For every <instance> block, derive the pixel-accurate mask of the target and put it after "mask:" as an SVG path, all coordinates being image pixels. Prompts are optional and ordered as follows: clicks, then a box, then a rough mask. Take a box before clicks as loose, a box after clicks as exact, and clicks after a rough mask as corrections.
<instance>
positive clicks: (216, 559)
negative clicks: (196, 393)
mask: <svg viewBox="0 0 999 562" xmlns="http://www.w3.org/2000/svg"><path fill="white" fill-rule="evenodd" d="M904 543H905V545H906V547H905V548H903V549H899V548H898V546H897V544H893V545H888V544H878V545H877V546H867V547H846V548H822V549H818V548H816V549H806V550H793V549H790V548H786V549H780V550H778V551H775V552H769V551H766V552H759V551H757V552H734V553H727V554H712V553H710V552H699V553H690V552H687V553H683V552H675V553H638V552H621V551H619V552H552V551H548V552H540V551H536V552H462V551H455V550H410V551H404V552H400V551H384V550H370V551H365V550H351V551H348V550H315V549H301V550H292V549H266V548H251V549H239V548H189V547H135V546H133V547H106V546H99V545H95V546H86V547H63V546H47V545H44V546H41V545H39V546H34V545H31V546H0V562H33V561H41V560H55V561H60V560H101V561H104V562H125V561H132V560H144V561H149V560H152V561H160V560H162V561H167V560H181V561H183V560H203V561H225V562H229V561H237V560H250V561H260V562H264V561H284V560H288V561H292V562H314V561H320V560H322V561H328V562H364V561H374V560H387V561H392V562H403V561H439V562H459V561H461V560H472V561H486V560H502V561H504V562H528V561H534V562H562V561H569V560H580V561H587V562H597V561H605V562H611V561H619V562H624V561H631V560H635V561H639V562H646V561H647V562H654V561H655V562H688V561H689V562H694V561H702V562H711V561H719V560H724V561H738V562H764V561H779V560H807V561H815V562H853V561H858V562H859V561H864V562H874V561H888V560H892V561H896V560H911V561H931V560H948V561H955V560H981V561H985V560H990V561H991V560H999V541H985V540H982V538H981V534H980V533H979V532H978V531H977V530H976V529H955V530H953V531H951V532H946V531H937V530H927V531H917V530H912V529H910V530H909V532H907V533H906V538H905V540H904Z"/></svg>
--*--
■ INSTRUCTIONS TO FOLLOW ■
Where the line with "positive clicks: (216, 559)" ends, your copy should end too; please return exactly the lines from the first line of the data through it.

■ TASK SOLUTION ■
For every <instance> block, derive the pixel-accurate mask of the target and put it after "mask:" as an SVG path, all coordinates being image pixels. Prompts are optional and ordered as follows: clicks, then a box, then a rough mask. Take a box before clicks as loose, a box after clicks as exact, and clicks after a rough mask as corrections.
<instance>
positive clicks: (216, 559)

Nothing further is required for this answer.